### Set exercise A
Copy the passage of the mailing-list message below word for word, starting at "actually experiment has" and ending at "blip of light.".

### Extract to read
[MD] False Messiah

David M davidint at blueyonder.co.uk
Wed Mar 29 12:57:03 PST 2006


Hi

actually experiment has shown that the
firing of a single photon can be detected when absorbed
by the human eye, i.e. experienced as a small blip of light.

There is also a good way to experience atoms that you cannot
see, just blow some air in someone's face.

DM


----- Original Message ----- 
From: "Scott Roberts" <jse885 at localnet.com>
To: <moq_discuss at moqtalk.org>
Sent: Tuesday, March 28, 2006 5:41 AM
Subject: Re: [MD] False Messiah


> SA,
>
>> SA said:
>>      Are you saying the world is non-spatiotemporal
>> without reason (consciousness and value; the latter
>> two according to what you are saying are the same as
>> reason)?
>>
>> Scott:
>> I'm afraid I don't follow this question. What do you
>> mean by
>> "non-spatiotemporal without reason"? I'm just saying
>> that sense perception
>> turns the non-spatiotemporal (the quantum) into the
>> spatiotemporal (the
>> world we see, hear, touch, taste and smell).
>
> SA said:
>     What I am saying is 'non-spatiotemporal without
> reason', yet, with reason we have spatiotemporal
> existing in our lives, in our perception, and thus,
> the way we see the world.  The former
> ('non-spatiotemporal without reason') does not exist
> due to us having reason.
>
> Scott:
> If reason, in some esoteric sense, is fundamental, then reason creates/is
> the non-spatiotemporal, and unconscious (to us) reason (in its guise as
> sense perception) also projects it as spatiotemporal. Note that I am not
> restricting reason to human beings. You might also note that what I said
> sounds like John 1:4 "By [the Logos] were all things made that were made",
> though I began thinking this way before making that connection. So it is
> important to remember that reason has levels. The reason to which we
> ordinarily refer, for example that which theorizes about spacetime and the
> non-spatiotemporal, is not the Reason that creates them.
>
>> SA said:
>>      Thus, if you are saying yes to the above
>> question, then you are saying perception is tied to
>> how we view the world, thus, our values placed by
>> perception will be found in photons, neutrons,
>> etc...,
>> and this is how value is found in these latter
>> (which
>> these latter [photons and such] usually thought of
>> strictly absent of moral and value pieces of the
>> world
>> would actually have morals and values due to our
>> reasoning tied with these particles?
>>
>> Scott:
>> How can we "find value" in photons and such if they
>> are not perceived? Of
>> course, the theory of photons and such is a valuable
>> theory, but I assume
>> that is not what you are talking about. Again, I
>> don't understand you.

(Pointing dataset excerpts)
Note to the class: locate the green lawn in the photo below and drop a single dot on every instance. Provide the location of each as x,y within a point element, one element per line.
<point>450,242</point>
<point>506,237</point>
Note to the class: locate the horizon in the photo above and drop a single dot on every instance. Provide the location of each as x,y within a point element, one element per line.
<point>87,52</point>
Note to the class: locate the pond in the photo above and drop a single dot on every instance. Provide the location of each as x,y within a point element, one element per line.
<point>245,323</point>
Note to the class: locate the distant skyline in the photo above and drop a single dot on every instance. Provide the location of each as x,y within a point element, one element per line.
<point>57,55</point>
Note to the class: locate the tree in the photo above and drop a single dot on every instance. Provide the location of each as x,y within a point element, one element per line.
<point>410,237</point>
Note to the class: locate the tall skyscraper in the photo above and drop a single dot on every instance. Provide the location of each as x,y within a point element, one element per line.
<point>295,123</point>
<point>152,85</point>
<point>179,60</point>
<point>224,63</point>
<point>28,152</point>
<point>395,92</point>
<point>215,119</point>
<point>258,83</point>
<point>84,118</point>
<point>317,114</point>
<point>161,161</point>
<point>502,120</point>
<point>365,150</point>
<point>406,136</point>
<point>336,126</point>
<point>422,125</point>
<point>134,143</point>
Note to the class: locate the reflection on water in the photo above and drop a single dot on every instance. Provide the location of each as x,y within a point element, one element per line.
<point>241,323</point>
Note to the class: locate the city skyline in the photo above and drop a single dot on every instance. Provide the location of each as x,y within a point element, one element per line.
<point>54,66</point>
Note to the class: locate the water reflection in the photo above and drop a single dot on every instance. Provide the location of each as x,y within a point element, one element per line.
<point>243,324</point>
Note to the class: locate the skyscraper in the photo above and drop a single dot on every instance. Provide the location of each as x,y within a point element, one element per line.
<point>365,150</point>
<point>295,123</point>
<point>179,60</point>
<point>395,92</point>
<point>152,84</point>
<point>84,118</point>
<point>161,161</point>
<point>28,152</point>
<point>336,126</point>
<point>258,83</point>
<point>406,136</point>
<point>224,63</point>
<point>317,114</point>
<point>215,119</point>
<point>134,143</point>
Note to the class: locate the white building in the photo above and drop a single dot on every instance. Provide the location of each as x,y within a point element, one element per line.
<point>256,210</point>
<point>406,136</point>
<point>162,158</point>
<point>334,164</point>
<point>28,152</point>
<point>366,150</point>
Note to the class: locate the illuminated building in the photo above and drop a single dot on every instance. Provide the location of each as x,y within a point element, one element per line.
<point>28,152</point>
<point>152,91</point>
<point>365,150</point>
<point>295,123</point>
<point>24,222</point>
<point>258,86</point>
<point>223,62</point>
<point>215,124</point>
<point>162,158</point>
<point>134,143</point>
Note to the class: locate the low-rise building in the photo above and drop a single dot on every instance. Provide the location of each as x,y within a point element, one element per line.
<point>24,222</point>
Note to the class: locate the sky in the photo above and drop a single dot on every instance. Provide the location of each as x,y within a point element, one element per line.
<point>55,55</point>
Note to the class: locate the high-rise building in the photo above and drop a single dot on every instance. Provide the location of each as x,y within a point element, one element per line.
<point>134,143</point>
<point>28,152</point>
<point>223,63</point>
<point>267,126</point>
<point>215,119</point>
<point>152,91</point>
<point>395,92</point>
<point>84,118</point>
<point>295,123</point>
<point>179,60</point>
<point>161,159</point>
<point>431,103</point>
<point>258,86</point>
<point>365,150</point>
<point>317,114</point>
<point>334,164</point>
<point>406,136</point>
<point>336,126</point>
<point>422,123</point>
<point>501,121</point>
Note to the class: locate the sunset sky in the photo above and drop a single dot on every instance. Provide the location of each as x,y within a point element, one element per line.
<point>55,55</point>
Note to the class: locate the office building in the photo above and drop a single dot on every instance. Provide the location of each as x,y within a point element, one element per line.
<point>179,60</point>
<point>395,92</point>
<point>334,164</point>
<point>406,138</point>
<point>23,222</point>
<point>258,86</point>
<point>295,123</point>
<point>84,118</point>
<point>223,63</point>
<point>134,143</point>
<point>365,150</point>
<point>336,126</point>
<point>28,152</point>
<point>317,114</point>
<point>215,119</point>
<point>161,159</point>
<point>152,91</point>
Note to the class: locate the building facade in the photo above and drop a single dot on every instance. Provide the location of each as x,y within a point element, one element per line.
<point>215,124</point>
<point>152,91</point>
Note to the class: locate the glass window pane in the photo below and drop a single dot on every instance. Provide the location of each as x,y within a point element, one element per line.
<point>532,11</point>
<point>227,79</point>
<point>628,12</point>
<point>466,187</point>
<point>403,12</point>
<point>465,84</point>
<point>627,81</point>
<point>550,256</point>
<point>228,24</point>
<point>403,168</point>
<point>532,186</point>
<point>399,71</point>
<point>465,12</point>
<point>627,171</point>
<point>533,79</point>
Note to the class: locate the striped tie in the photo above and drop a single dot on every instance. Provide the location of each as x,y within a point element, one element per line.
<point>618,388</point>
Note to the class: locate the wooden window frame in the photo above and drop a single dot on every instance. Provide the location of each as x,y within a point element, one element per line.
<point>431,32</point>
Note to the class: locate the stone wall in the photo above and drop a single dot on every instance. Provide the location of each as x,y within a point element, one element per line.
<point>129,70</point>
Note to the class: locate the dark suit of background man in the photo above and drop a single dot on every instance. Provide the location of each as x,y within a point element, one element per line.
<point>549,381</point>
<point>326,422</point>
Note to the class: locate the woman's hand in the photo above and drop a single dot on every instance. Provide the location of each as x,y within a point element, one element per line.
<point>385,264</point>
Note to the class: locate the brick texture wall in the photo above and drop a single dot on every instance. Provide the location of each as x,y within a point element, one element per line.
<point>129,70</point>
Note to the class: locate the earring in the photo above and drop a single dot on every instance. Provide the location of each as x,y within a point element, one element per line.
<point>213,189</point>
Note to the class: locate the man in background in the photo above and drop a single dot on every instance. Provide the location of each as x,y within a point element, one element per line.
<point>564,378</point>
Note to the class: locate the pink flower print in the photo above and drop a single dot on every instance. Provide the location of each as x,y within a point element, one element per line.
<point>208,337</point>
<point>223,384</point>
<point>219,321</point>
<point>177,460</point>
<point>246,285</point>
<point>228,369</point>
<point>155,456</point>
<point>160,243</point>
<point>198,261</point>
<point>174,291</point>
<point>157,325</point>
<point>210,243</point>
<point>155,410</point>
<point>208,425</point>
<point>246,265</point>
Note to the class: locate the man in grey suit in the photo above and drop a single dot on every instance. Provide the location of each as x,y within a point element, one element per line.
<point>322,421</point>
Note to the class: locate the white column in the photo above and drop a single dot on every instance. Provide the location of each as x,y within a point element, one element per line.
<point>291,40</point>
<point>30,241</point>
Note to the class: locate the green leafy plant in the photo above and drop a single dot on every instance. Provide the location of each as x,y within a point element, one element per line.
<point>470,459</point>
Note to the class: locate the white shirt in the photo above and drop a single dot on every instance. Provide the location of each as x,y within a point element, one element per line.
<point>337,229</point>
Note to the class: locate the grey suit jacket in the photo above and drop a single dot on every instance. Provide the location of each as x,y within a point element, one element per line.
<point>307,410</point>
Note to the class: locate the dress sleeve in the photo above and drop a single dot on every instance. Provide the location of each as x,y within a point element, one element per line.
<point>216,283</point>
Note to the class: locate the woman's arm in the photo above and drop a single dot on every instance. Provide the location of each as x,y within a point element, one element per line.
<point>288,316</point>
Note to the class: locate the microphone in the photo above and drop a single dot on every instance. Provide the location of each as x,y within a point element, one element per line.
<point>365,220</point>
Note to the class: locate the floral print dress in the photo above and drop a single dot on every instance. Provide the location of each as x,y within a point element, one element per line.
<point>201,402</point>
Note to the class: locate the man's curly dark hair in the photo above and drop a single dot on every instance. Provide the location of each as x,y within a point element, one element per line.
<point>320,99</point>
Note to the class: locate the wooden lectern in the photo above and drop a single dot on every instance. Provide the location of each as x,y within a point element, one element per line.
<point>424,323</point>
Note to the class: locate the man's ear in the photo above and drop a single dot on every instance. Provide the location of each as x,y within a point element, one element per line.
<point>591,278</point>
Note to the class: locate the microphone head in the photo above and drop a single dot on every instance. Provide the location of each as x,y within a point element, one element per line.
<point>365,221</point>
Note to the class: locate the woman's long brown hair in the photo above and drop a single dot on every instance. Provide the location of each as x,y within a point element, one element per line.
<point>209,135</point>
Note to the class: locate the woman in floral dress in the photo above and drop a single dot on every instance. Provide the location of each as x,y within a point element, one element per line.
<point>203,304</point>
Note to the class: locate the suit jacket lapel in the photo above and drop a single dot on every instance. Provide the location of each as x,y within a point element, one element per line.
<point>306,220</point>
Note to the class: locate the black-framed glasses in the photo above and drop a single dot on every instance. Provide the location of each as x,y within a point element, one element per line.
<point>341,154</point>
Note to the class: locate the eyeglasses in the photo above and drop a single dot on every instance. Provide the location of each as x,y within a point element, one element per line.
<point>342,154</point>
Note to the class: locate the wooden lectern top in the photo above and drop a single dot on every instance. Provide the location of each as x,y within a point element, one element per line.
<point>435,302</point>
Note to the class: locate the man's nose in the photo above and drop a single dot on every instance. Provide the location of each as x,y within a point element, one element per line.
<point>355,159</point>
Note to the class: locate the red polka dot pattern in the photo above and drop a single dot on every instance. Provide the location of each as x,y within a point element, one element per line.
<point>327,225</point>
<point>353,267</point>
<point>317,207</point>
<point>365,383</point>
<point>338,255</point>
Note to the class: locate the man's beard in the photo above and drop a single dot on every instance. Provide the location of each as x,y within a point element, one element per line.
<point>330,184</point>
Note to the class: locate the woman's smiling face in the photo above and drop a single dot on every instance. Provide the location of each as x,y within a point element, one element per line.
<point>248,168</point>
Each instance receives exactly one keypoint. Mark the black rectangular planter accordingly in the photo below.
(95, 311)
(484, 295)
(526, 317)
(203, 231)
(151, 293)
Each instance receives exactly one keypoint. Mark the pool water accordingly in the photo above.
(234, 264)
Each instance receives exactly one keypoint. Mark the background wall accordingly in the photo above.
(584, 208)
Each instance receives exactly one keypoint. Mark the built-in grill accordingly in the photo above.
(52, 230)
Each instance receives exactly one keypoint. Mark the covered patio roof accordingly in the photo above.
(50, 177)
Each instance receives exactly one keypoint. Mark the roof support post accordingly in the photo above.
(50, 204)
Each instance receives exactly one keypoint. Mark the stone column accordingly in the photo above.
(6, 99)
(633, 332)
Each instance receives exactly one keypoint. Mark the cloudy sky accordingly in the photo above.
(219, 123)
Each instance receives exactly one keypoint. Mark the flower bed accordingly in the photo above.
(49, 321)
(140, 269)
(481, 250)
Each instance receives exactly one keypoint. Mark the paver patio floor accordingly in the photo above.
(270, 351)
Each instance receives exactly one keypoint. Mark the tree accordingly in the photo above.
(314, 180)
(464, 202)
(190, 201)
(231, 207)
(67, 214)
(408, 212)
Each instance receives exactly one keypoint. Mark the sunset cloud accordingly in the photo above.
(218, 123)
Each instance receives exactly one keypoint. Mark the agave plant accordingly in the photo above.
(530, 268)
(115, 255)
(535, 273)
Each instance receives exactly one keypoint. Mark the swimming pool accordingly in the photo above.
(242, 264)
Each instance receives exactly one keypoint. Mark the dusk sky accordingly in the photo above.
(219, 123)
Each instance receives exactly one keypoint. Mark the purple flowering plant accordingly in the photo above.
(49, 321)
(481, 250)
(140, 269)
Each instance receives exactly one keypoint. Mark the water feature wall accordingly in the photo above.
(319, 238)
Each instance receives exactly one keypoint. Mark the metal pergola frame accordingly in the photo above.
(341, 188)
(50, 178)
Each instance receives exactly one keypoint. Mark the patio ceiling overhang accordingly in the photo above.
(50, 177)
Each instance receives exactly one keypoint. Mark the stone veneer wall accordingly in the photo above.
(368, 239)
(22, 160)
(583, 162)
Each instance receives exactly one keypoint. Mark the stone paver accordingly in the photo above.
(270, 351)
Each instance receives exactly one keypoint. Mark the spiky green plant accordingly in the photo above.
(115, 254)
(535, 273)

### Set exercise B
Rewrite the entries starting at the line containing "Note to the class: locate the man's ear" and ending at the line containing "<point>203,304</point>", adding -54 to every coordinate in the answers. Reproduce every line in that span, not only the answers, and give nothing else.

### Complete output A
actually experiment has shown that the
firing of a single photon can be detected when absorbed
by the human eye, i.e. experienced as a small blip of light.

### Complete output B
Note to the class: locate the man's ear in the photo above and drop a single dot on every instance. Provide the location of each as x,y within a point element, one element per line.
<point>537,224</point>
Note to the class: locate the microphone head in the photo above and drop a single dot on every instance. Provide the location of each as x,y within a point element, one element per line.
<point>311,167</point>
Note to the class: locate the woman's long brown hair in the photo above and drop a single dot on every instance. Provide the location of each as x,y within a point element, one element per line.
<point>155,81</point>
Note to the class: locate the woman in floral dress in the photo above and drop a single dot on every instance. Provide the location of each as x,y within a point element, one element per line.
<point>149,250</point>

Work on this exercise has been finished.